• **TASK DETAILS**:
Restate all the lines below word for word, but omit the pictures.
#### RECORDS SUPPLIED
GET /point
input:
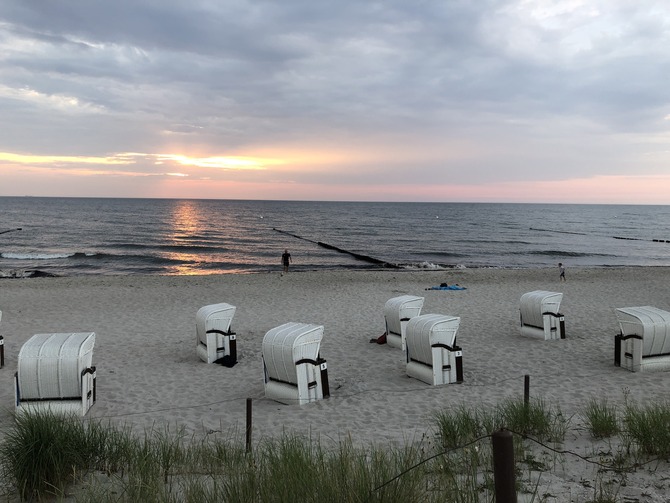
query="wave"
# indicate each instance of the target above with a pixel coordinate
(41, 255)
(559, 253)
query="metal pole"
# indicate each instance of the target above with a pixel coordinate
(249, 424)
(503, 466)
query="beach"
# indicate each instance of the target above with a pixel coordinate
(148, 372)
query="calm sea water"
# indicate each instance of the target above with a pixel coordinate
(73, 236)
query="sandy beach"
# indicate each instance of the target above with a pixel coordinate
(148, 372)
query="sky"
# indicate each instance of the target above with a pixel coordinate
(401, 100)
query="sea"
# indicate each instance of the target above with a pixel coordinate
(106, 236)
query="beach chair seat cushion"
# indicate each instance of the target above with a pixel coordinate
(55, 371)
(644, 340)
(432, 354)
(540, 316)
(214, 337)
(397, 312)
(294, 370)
########
• **EXERCISE ANSWER**:
GET /point
input:
query="wave"
# indicate each instance of the target above with a pixel coordinate
(41, 255)
(559, 253)
query="metal pole"
# indicate each instance of the target above with a pixel coordinate
(249, 424)
(503, 466)
query="beach"
# indicate each instance of the target above with a pixel coordinate
(148, 372)
query="calm sea water"
# indicate each instance of the target above with a pixel coordinate
(73, 236)
query="sandy beach"
# indicate each instance of the target above with a pixel coordinate
(148, 372)
query="sky"
# indicate each instance of the target above with a pixel coordinate
(401, 100)
query="sea"
# indicate each instance of the target above with a pixel coordinate
(106, 236)
query="beach chair seat cushion"
# indicate each instance of the target above with a pixel coordinate
(55, 371)
(644, 340)
(432, 354)
(540, 316)
(214, 337)
(397, 312)
(294, 370)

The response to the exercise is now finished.